---------- Extracted information

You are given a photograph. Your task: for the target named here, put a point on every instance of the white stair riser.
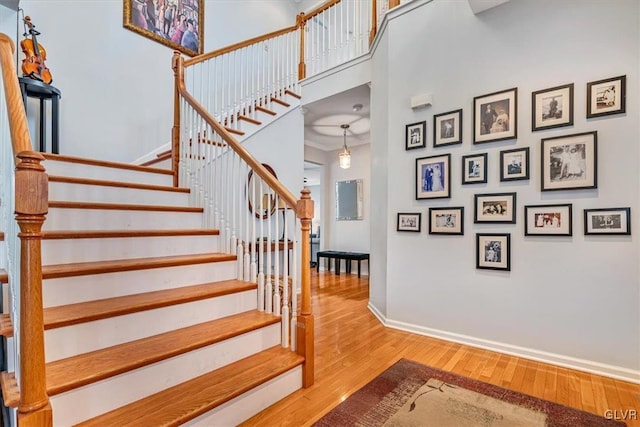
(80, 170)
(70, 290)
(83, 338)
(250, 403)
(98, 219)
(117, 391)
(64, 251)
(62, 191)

--------------------
---------- Extracted information

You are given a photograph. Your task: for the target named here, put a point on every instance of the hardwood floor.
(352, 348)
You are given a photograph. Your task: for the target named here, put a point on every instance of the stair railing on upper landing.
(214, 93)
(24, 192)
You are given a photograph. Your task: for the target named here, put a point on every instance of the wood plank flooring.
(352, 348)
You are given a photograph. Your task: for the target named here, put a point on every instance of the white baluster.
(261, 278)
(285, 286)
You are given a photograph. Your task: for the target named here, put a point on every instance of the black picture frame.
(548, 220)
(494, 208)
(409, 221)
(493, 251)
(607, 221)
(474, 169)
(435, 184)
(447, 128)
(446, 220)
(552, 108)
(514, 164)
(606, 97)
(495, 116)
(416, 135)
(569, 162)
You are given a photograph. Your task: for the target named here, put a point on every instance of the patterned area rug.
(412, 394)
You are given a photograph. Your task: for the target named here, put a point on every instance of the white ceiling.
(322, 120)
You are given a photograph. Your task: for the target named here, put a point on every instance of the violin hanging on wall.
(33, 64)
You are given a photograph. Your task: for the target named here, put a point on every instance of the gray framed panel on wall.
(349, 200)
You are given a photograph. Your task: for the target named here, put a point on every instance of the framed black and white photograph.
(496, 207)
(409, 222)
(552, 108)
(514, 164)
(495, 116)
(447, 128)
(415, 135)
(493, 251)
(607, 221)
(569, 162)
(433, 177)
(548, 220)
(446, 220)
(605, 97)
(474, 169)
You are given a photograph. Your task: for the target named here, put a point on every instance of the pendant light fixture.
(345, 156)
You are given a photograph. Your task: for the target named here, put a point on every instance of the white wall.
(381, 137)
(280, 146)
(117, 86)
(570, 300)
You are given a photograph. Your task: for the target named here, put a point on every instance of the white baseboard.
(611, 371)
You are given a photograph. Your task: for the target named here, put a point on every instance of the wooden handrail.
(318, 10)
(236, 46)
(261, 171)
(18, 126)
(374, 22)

--------------------
---------- Extracted information

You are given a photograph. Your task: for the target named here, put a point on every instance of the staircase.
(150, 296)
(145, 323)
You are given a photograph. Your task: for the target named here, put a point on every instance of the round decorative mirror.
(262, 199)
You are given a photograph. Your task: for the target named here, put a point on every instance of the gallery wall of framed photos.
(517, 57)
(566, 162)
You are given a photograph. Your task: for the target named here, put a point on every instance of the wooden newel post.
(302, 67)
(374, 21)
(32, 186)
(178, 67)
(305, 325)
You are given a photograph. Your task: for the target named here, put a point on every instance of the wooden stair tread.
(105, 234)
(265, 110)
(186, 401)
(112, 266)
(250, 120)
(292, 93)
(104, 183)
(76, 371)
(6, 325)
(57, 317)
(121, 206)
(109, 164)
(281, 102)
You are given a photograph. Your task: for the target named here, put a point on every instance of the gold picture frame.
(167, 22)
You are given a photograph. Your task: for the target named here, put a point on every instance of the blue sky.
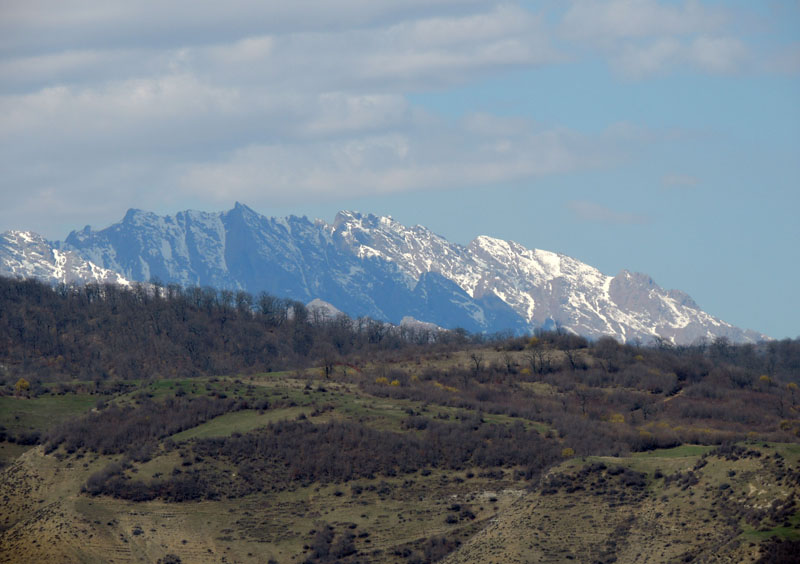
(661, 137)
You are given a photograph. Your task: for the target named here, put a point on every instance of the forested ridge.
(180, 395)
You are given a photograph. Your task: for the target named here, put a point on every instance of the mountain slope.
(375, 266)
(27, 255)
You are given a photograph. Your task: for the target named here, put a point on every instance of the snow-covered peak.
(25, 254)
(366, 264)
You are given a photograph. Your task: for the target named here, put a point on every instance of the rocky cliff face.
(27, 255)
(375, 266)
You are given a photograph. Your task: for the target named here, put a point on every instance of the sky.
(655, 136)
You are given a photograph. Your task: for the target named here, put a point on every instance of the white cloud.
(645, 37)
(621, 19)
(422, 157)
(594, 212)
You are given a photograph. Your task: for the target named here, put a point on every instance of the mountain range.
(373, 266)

--------------------

*What you will do:* Quote every line of the entries above that contains the word "white".

*Answer below:*
You are given a photograph. Your task: for the target named here, put a point on every instance of the white stair riser.
You are given a photograph. Your task: for the target named here, put a point on every instance of the white baluster.
You are given a photograph. Your task: for the target named here, put a point on every instance of the white ceiling.
You are given a photograph. Your task: for the target named here, put a point on every instance of the framed black and white photograph.
You are given a photograph. Your task: for the target named here, put a point on every instance of the white wall.
You are given a photograph. Your task: for the target named here, put a point on every instance of the white baseboard.
You are given a photograph. Your task: for the target named here, put a point on every instance of the white cloud.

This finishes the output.